— start DATA TO PROCESS —
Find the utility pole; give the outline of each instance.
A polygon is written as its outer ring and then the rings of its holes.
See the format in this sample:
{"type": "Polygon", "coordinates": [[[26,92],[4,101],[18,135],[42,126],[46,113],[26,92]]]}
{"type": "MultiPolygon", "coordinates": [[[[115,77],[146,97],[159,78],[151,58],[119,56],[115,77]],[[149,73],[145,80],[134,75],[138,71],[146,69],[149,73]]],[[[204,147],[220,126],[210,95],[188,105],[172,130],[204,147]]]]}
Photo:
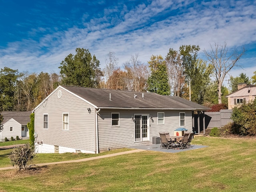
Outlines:
{"type": "Polygon", "coordinates": [[[191,101],[191,89],[190,87],[190,79],[189,79],[189,100],[191,101]]]}

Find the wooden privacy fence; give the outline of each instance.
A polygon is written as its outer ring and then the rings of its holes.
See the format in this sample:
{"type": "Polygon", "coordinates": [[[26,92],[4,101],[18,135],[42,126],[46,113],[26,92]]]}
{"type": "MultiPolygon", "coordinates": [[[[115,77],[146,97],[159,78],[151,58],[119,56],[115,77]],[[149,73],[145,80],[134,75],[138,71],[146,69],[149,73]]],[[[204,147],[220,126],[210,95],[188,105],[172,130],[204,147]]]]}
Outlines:
{"type": "MultiPolygon", "coordinates": [[[[214,127],[221,128],[230,122],[232,122],[232,120],[230,118],[232,111],[232,109],[222,109],[218,112],[205,112],[204,113],[205,128],[211,129],[214,127]]],[[[198,115],[194,114],[194,129],[197,133],[198,115]]],[[[204,114],[199,114],[200,131],[203,130],[203,117],[204,114]]]]}

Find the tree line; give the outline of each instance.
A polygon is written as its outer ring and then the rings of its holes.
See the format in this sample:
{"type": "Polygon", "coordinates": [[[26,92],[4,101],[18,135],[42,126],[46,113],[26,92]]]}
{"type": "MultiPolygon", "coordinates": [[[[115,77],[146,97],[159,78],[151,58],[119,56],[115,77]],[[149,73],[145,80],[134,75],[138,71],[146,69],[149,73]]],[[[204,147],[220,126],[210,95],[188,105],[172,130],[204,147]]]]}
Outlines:
{"type": "MultiPolygon", "coordinates": [[[[209,106],[227,103],[224,78],[245,50],[228,52],[226,43],[211,47],[209,52],[204,50],[206,60],[198,58],[199,46],[182,45],[178,50],[170,48],[165,57],[152,55],[146,64],[138,54],[132,55],[122,68],[115,53],[110,52],[102,70],[95,55],[77,48],[75,54],[69,54],[60,64],[59,74],[19,72],[5,67],[0,71],[0,112],[32,110],[59,85],[149,91],[209,106]]],[[[256,82],[256,73],[250,82],[256,82]]],[[[250,82],[243,74],[230,79],[232,91],[239,82],[250,82]]]]}

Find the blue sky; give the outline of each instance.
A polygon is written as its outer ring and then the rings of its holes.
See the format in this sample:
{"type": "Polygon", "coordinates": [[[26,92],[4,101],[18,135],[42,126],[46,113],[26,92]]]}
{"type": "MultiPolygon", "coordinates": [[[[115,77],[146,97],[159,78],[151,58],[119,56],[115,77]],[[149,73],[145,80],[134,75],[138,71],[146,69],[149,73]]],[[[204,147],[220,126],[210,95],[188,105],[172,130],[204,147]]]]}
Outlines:
{"type": "MultiPolygon", "coordinates": [[[[230,74],[256,71],[254,0],[0,0],[0,68],[59,73],[62,61],[78,47],[88,49],[103,69],[109,52],[119,65],[138,54],[146,63],[170,48],[210,44],[246,55],[230,74]]],[[[205,59],[202,51],[198,56],[205,59]]],[[[228,77],[227,77],[228,78],[228,77]]]]}

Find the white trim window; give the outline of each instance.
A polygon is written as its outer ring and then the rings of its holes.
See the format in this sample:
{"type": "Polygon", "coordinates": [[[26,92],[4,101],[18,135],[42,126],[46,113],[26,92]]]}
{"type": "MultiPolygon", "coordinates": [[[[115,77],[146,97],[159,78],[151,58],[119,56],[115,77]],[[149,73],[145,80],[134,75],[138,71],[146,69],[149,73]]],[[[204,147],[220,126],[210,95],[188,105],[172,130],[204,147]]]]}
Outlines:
— end DATA TO PROCESS —
STATED GOAL >> Quote each line of the listing exactly, but leave the pictures out.

RESPONSE >>
Find the utility pole; give the outline of each instance.
A polygon is written as its outer ring and then the rings of its holes.
See the format in this sample:
{"type": "Polygon", "coordinates": [[[26,92],[4,101],[18,135],[42,126],[46,113],[26,92]]]}
{"type": "MultiPolygon", "coordinates": [[[[115,77],[146,97],[159,78],[151,58],[119,56],[115,77]],[[149,73],[145,80],[134,75],[138,71],[146,69],[149,73]]],[[[204,147],[220,126],[210,95],[188,105],[172,130],[204,147]]]]}
Photo:
Outlines:
{"type": "Polygon", "coordinates": [[[191,101],[191,89],[190,87],[190,79],[189,79],[189,100],[191,101]]]}

Find the wooden privacy fence; give the outline of each instance.
A polygon is written as its outer ring and then the rings of its holes.
See the format in this sample:
{"type": "Polygon", "coordinates": [[[26,92],[4,101],[18,135],[42,126],[46,113],[26,92]]]}
{"type": "MultiPolygon", "coordinates": [[[[115,77],[146,97],[159,78],[151,58],[119,56],[115,77]],[[149,73],[145,80],[134,75],[138,71],[146,69],[149,73]]],[[[204,147],[220,126],[210,95],[188,105],[172,130],[204,147]]]]}
Outlines:
{"type": "MultiPolygon", "coordinates": [[[[214,127],[221,128],[230,122],[232,122],[232,120],[230,118],[232,111],[232,109],[222,109],[218,112],[205,112],[204,113],[205,128],[211,129],[214,127]]],[[[198,115],[194,114],[194,129],[197,133],[198,115]]],[[[204,114],[199,114],[200,131],[203,130],[203,117],[204,114]]]]}

Find the tree line; give the outline of each instance.
A polygon is written as its outer ring and then the rings of its holes.
See the format in this sample:
{"type": "Polygon", "coordinates": [[[26,92],[4,101],[18,135],[42,126],[46,113],[26,92]]]}
{"type": "MultiPolygon", "coordinates": [[[[115,77],[146,97],[159,78],[151,58],[119,56],[115,77]],[[149,73],[145,80],[134,75],[138,71],[146,69],[149,73]]],[[[204,147],[220,126],[210,95],[188,105],[172,130],[204,147]]]]}
Outlines:
{"type": "MultiPolygon", "coordinates": [[[[209,106],[227,103],[224,78],[245,50],[228,52],[226,43],[211,47],[209,52],[204,50],[206,60],[198,58],[199,46],[182,45],[178,50],[170,48],[165,57],[152,55],[146,64],[138,54],[132,55],[122,68],[115,53],[110,52],[102,70],[95,55],[77,48],[75,54],[69,54],[60,64],[59,74],[19,72],[5,67],[0,71],[0,112],[32,110],[59,85],[149,91],[209,106]]],[[[256,82],[256,73],[250,82],[256,82]]],[[[250,82],[243,74],[230,79],[232,91],[239,82],[250,82]]]]}

Find the blue sky; give the outline of each instance.
A polygon is written as its outer ring and then the rings of its holes.
See the format in this sample:
{"type": "Polygon", "coordinates": [[[26,92],[4,101],[18,135],[42,126],[46,113],[26,92]]]}
{"type": "MultiPolygon", "coordinates": [[[[115,77],[146,97],[159,78],[151,58],[119,56],[115,77]],[[149,73],[145,80],[134,75],[138,71],[146,69],[149,73]]],[[[204,147],[220,126],[210,95],[188,105],[172,130],[204,147]]]]}
Outlines:
{"type": "MultiPolygon", "coordinates": [[[[230,74],[256,71],[254,0],[0,0],[0,68],[59,73],[62,61],[78,47],[88,49],[103,69],[109,52],[119,65],[138,54],[146,63],[170,48],[210,44],[246,55],[230,74]]],[[[205,59],[202,51],[198,56],[205,59]]],[[[228,77],[227,77],[228,78],[228,77]]]]}

Find the white trim window; give the outline of each instance.
A polygon is written as its outer ring and then the rings of its holes.
See the format in this sample:
{"type": "Polygon", "coordinates": [[[26,92],[4,101],[18,135],[42,126],[46,113],[26,92]]]}
{"type": "MultiPolygon", "coordinates": [[[[115,77],[146,97],[159,78],[151,58],[119,56],[115,77]],[[149,73],[145,80],[134,75],[138,71],[146,69],[149,73]]],[[[204,147],[220,126],[210,95],[188,105],[172,130],[204,147]]]]}
Outlines:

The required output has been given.